>> start Available records

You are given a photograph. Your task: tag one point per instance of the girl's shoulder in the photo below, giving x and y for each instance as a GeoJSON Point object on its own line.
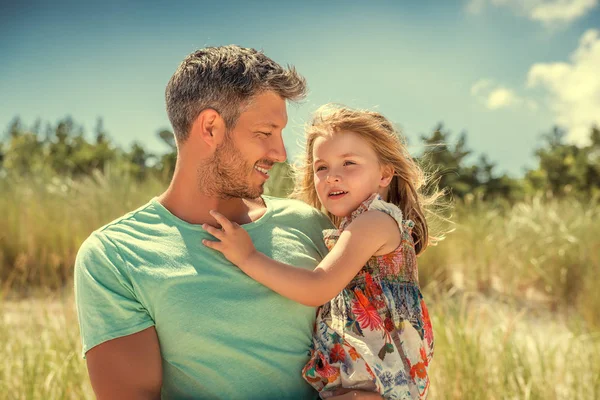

>> end Available records
>> start Available records

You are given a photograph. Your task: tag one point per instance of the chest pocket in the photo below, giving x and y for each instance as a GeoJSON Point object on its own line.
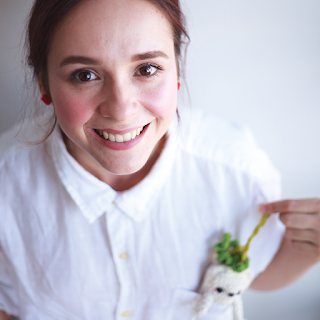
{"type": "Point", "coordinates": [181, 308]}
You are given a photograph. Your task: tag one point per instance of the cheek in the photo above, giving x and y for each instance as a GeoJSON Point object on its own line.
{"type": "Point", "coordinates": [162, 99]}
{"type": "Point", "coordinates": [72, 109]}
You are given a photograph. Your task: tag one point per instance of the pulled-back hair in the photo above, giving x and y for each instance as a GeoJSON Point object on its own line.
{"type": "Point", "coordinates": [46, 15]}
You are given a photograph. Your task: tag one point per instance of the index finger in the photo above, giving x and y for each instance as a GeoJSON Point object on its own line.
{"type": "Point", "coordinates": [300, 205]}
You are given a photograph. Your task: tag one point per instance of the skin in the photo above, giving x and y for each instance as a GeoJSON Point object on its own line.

>> end Available records
>> start Available records

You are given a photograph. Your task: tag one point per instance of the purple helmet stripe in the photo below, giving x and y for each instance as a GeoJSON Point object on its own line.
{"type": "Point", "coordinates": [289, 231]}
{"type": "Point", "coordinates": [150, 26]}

>> end Available records

__Exercise directions__
Count the lines in the entries above that contain the word "purple", and give only the number.

__Final answer__
1